** Start Article **

Optimization Strategies

Strategy	Type	Status
Split Conjunctive Predicates	Heuristic	Implemented
Predicate Pushdown	Schema-Aware	Implemented
Projection Pushdown	Schema-Aware	Implemented
Constant Folding	Heuristic	Implemented
Predicate Rewriter	Heuristic	Implemented
Morsel Defragmentation	Heuristic	Attempted
Aggregate Pushdown	Schema-Aware	Considered
IN (literal) to JOIN	Schema-Aware	Considered
Use Heap Sort	Heuristic	Implemented
Use pass-thru DISTINCT	Heuristic	Considered
Limit Pushdown	Heuristic	Considered
IN (subquery) to JOIN	Schema-Aware	Considered
CTE rewrite	Heuristic	Considered
Subquery flattening	Schema-Aware	Considered
JOIN ordering	Cost-Based	Considered
Predicate Ordering	Cost-Based	Attempted
Predicate Flattening	Schema-Aware	Attempted
Predicate Compaction	Schema-Aware	Designed
Correlated Predicates	Schema-Aware	Considered
Predicate Elimination	Heuristic	Implemented
JOIN Elimination	Schema-Aware	Considered

Split Conjunctive Predicates

status implemented
goal prepare
description Split ANDed (conjunctions) predicates into separate steps in the query plan

This optimization step is preparing for later optimizations, it splits filter conditions at ANDs to try to create smaller, simpler individual conditions (predicates). These predicates are then handled in subsequent strategies, for example Predicate Pushdown and Predicate Ordering.

To split conditions, no information is needed about the schema or about costs, this strategy is executed before the binder.

Predicate Pushdown

status implemented
goal reduce rows
description Move filters earlier in the query plan

This optimization aims to reduce the number of records as quickly as possible running through the execution engine by executing filters as soon as possible. This can include pushing filters into the actual data read (e.g. for SQL and parquet), straight after reading, or into JOIN conditions.

This optimization needs to know which relation identifiers are from to be able to push toward the correct scan/JOIN, this strategy is run after the binder.

improvements - Push complex predicates (e.g. ORed) to SQL sources - Where filters can be inferred from statistics and JOINs, create and push these

Projection Pushdown

status implemented
goal reduce columns
description Trim unwanted columns at read

This optimization aims to increase the number of records per morsel by removing unwanted columns from relations. This is generally done during the actual read, or straight after reading (e.g. for JSONL and CSV).

This optimization needs to know which relation identifiers are from to be able to push toward the correct scan, this strategy is run after the binder.

improvements - Push common functions and transforms to SQL sources

Constant Folding

status implemented
goal reduce calculations
description Pre-evaluate expressions

This optimization aims to reduce the work done to evaluate expressions by pre-evaluating expressions which don't rely on data from relations. This includes fixed constants (e.g. literals, PI()), variable constants (current_time) and variables.

** End Article **
** Start Dataset content **

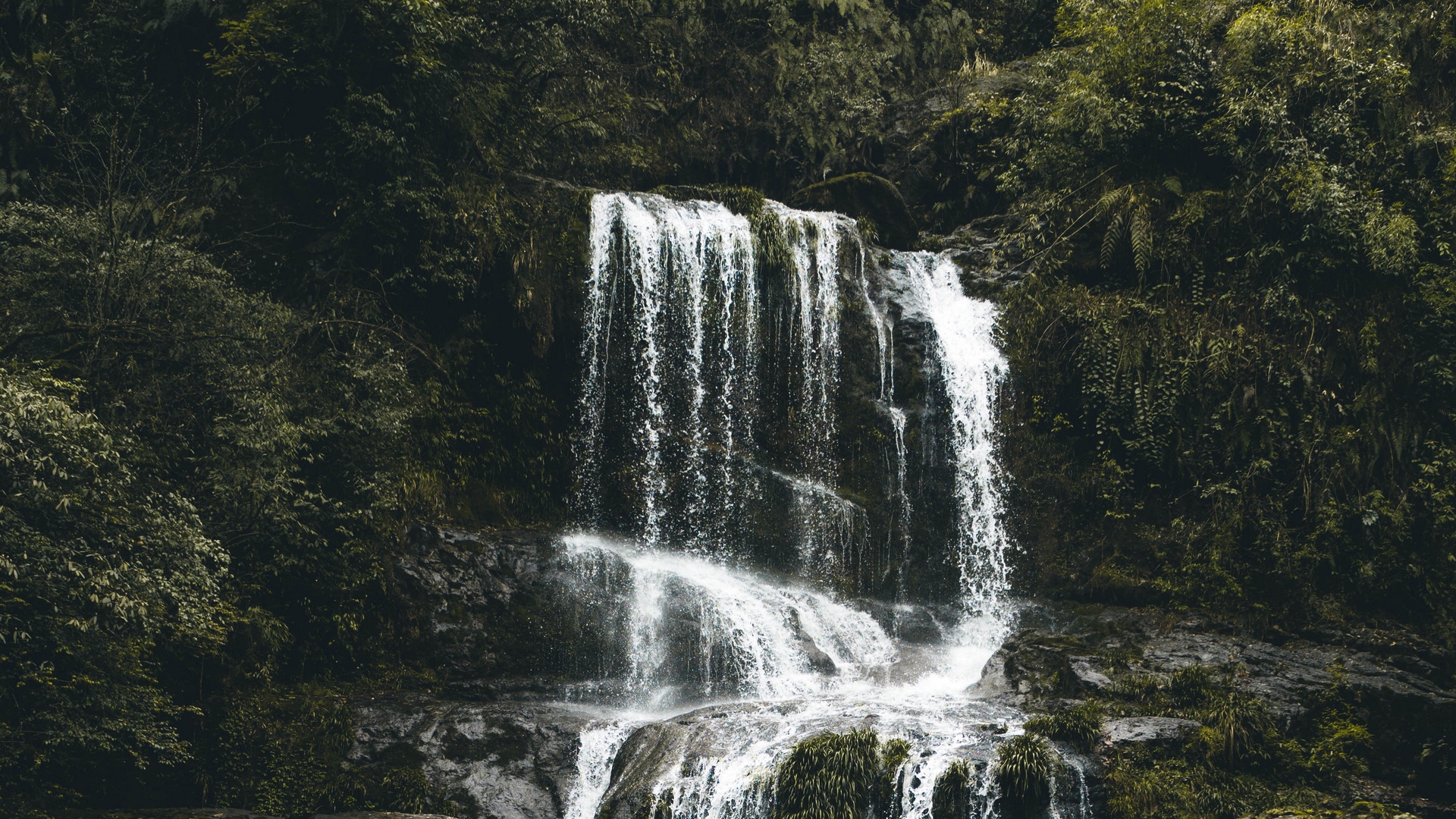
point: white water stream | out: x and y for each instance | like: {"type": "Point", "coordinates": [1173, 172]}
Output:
{"type": "Point", "coordinates": [730, 668]}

** End Dataset content **

(Goal of the exercise): Extend the optimization strategies document from the point where it stops. The material has no connection to the optimization strategies document.

(Output for this task):
This optimization requires variables to be resolved so is run after the binder.

improvements - filters which evaluate to FALSE (when ANDed) should prune the scan(s) below it - filters which evaluate to TRUE (when ORed) should remove the entire filter

Morsel Defragmentation

status designed
goal reduce morsels
description Combine small morsels together

This optimization aims to reduce the number of times the execution engine executes each step by combining small morsels together. Morsels are up to 64Mb in size, but as filters and other operations are run to eliminate records, the engine may be processing 100 morsels of 0.5Mb each. By combining, we have fewer function calls and steps which benefit from seeing as much data as possible (e.g. JOINs) execute faster.

This optimization does not require any information about schemas, but operates on a nearly finished plan so is run after the binder.

notes - This should be implemented to run after filters (including when pushed into readers)

Predicate Rewriter

status implemented
goal faster implementations
description replace predicates with faster versions

Some predicates can support complex filtering but are used to perform trivial filtering, where a complex predicate is used to perform a trivial check, replace the check with an simpler function call which is faster.

demorgans laws
negative filter reduction
LIKE to STARTS_WITH, ENDS_WITH, SEARCH
Single element IN to equals
No wildcard LIKE to equals

improvements Identify other functions which have faster versions.

Aggregate Pushdown

into SQL sources

IN (literal) to JOIN

Use Heap Sort

status implemented
goal reduce memory usage & sort complexity
description incremental sort

When performing an ORDER BY and a LIMIT, use a heap sort in batches to avoid loading the entire dataset into memory.

This works by acquiring tuples to sort in batches, sorting the batch, keeping the number of tuples to satisfy the limit and then fetching the next batch.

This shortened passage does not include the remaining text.